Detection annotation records
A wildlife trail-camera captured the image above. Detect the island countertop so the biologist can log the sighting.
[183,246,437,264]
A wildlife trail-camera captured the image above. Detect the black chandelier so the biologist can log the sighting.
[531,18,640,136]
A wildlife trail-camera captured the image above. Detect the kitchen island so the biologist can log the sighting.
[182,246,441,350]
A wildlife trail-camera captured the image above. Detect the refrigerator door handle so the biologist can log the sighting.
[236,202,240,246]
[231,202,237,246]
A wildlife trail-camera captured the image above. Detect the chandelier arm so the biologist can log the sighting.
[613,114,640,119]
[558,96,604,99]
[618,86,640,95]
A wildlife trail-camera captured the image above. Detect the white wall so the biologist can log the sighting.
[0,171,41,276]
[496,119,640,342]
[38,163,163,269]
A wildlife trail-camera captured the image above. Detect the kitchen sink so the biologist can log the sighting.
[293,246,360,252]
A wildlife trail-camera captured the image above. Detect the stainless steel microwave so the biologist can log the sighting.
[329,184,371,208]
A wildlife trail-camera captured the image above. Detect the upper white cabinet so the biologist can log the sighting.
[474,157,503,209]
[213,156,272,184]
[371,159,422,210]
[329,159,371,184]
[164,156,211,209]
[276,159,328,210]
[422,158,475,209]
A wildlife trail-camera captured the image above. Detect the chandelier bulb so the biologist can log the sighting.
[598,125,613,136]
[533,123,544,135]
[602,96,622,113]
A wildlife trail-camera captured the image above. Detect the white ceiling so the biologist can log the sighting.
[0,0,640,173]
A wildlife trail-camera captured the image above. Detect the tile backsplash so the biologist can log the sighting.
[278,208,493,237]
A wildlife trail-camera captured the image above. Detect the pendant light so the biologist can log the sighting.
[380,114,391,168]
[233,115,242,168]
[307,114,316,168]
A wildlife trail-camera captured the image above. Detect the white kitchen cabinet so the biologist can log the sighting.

> **EXERCISE**
Edit the rows from the line with "light so the biologist can log the sighting." to the line with "[307,114,316,168]" by replacing "pendant light" with "hanging lamp", leaving everything else unchanged. Return only those lines.

> **WRITTEN REPLY**
A wildlife trail-camera captured the image above. Detect the hanging lamp so the biologist can log the sighting.
[380,114,391,168]
[233,115,242,168]
[307,114,316,168]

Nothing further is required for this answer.